(Extract provided):
- - -
A trait orientation is obviously a barrier to learning. It causes a child to give up too soon, assuming he tries at all. Teachers and parents should do everything they can to avoid encouraging a trait orientation in children. It doesn’t make sense to hand a child an excuse for not even bothering to try to do well.

But… what if we encourage a trait mindset for positive qualities? Can the problems a trait mindset creates actually support good character? Researchers Joan E. Grusec and Erica Redler found the answer is “yes.”

In an interesting experiment conducted many years ago, Grusec and Redler praised 7- and 8-year-old children for either generous behavior or for having a generous character. They set up a game in which children could win marbles and then could “donate” some to “poor children.” They then told half of the children, “It was good that you gave some of your marbles to those poor children. Yes, that was a nice and helpful thing to do.” This praise focused on the action the children took. The other half of the group were told, “I guess you’re the kind of person who likes to help others whenever you can. Yes, you are a very nice and helpful person.” This praise focused on a trait the children demonstrated; it was about who the children were, as people, not what they did.
- - -
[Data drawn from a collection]
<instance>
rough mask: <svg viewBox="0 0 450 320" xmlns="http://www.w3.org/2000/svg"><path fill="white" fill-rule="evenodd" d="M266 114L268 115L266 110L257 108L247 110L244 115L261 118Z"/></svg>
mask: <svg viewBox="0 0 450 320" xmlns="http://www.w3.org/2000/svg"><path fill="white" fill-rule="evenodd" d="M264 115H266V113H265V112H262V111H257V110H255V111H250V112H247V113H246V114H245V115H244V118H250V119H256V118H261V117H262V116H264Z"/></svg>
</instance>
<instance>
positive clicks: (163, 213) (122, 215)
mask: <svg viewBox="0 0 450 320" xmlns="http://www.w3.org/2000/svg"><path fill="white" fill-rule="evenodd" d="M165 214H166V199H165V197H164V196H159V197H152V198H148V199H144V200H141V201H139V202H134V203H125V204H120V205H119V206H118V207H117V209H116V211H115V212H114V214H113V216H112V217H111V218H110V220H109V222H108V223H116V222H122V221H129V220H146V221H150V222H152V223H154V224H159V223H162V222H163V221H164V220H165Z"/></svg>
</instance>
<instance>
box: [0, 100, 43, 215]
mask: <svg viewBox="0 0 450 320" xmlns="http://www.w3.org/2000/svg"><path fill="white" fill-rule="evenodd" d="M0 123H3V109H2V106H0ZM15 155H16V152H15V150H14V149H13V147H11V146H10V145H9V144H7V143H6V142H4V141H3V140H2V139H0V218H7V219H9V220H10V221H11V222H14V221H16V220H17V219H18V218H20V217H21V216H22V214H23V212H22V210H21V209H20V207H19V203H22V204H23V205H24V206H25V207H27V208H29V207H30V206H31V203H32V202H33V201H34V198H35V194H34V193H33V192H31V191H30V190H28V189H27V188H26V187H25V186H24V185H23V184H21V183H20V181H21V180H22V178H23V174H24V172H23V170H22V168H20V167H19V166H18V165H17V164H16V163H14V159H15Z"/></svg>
- - -
(Exercise instructions):
1) Reproduce the stretch of the passage about praising children from "A trait orientation is" through "to do well.".
2) Does the passage about praising children support each statement? Answer yes or no, and quote the deciding words. (a) The children in the experiment were 7 and 8 years old. (b) The children could give marbles to their classmates. (c) The praise aimed at a trait told children they were a very nice and helpful person.
Rely only on the passage about praising children.

(Outputs by task):
1)
A trait orientation is obviously a barrier to learning. It causes a child to give up too soon, assuming he tries at all. Teachers and parents should do everything they can to avoid encouraging a trait orientation in children. It doesn’t make sense to hand a child an excuse for not even bothering to try to do well.

2)
(a) Yes: "praised 7- and 8-year-old children"
(b) No: "could “donate” some to “poor children.”"
(c) Yes: "Yes, you are a very nice and helpful person."